SOURCE PASSAGE »
· · · · · · ·
Thursday, February 23, 2006

What is it about Mormonism? And the first part of a play about Joseph Smith

Should you challenge a Mormon about some particularly nauseous aspect of his or her church they will smugly say: “Yes! But they have yada, yada, yada in the Catholic Church!”

So, let us get this straight. Your average Mormon knows that his or her church is wrong. But they are willing to ignore this fact because… tada!! There are other churches that are just as bad!

But surely this must mean that your average Book of Mormon wielding TBM really knows that his or her church is not what it claims to be. That it is not the one true restored church of Jesus, but is a fake.

But how can you prove to someone that what they already know to be a fake is, actually, a fake?

How can someone one the one hand know that something is a fake, yet, on the other hand, still believe in it?

That is because TBMs have been brainwashed, just as surely as those UN service personnel who were captured by the Chinese and North Koreans during the Korean War were made to think what was contrary to what they really knew. They were brainwashed, or if you, will, mentally conditioned.
· · · · · · ·
STORED ROWS »
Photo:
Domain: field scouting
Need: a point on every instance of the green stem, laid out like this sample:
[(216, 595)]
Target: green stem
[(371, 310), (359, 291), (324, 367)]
· · · · · · ·
JOBS »
• 1. Translate this sentence from the post on Mormonism into French: "But how can you prove to someone that what they already know to be a fake is, actually, a fake?"
• 2. Render the lines of the rows as a JSON list of strings, one string per line, omitting blank lines.
The post on Mormonism and the rows were drawn from separate, unrelated sources.

THE SOLUTIONS »
• 1. Mais comment prouver à quelqu'un que ce qu'il sait déjà être une imposture est, en réalité, une imposture ?

• 2.
[
  "Photo:",
  "Domain: field scouting",
  "Need: a point on every instance of the green stem, laid out like this sample:",
  "[(216, 595)]",
  "Target: green stem",
  "[(371, 310), (359, 291), (324, 367)]"
]